Instructions to follow: How many lines in the rows that follow contain the word "below"? Reply with the number only.

--- start of Information provided ---

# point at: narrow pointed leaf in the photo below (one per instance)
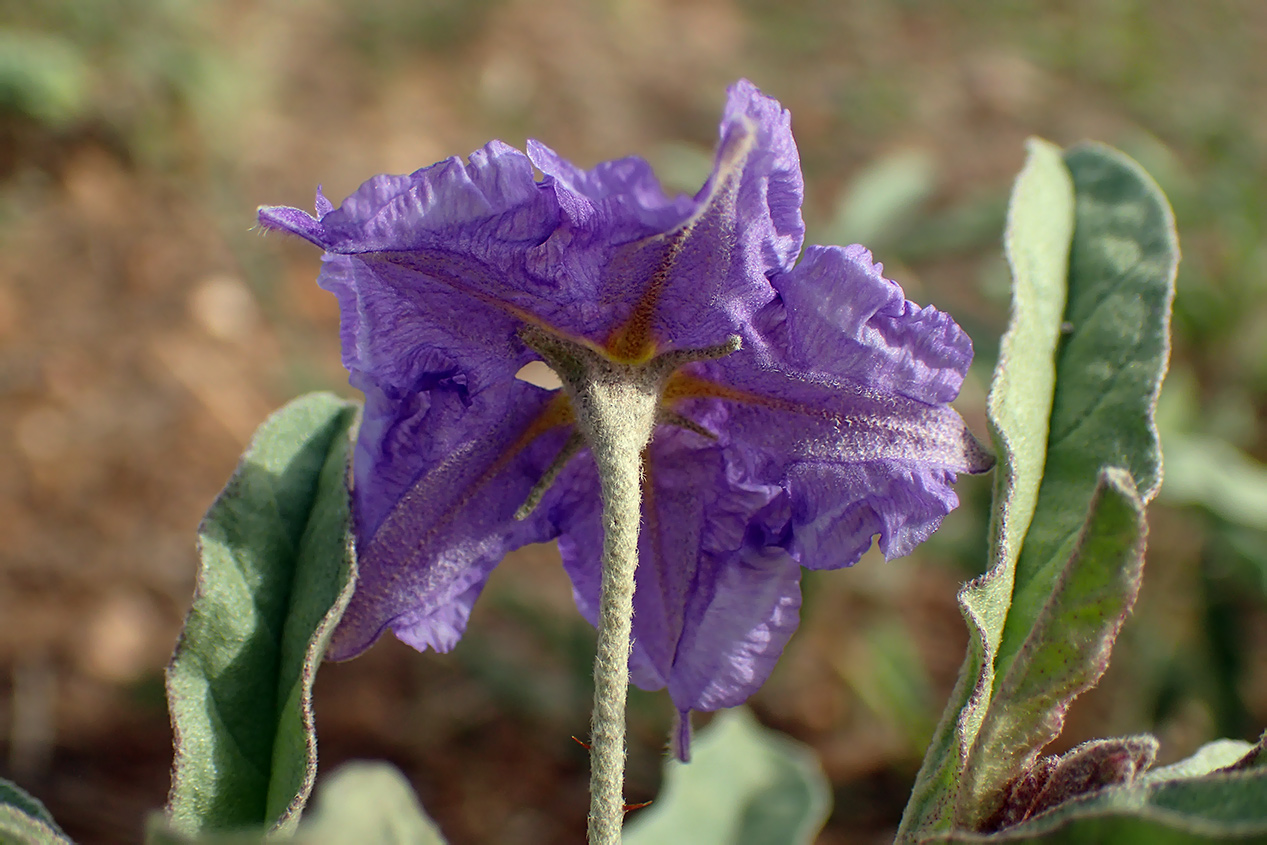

--- end of Information provided ---
--- start of Information provided ---

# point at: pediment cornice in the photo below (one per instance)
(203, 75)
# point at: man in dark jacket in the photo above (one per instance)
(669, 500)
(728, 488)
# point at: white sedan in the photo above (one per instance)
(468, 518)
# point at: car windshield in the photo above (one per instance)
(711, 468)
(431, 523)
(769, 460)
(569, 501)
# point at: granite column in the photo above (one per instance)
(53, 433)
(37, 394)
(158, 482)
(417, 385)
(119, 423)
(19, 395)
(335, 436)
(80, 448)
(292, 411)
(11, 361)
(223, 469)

--- end of Information provided ---

Finished answer: 2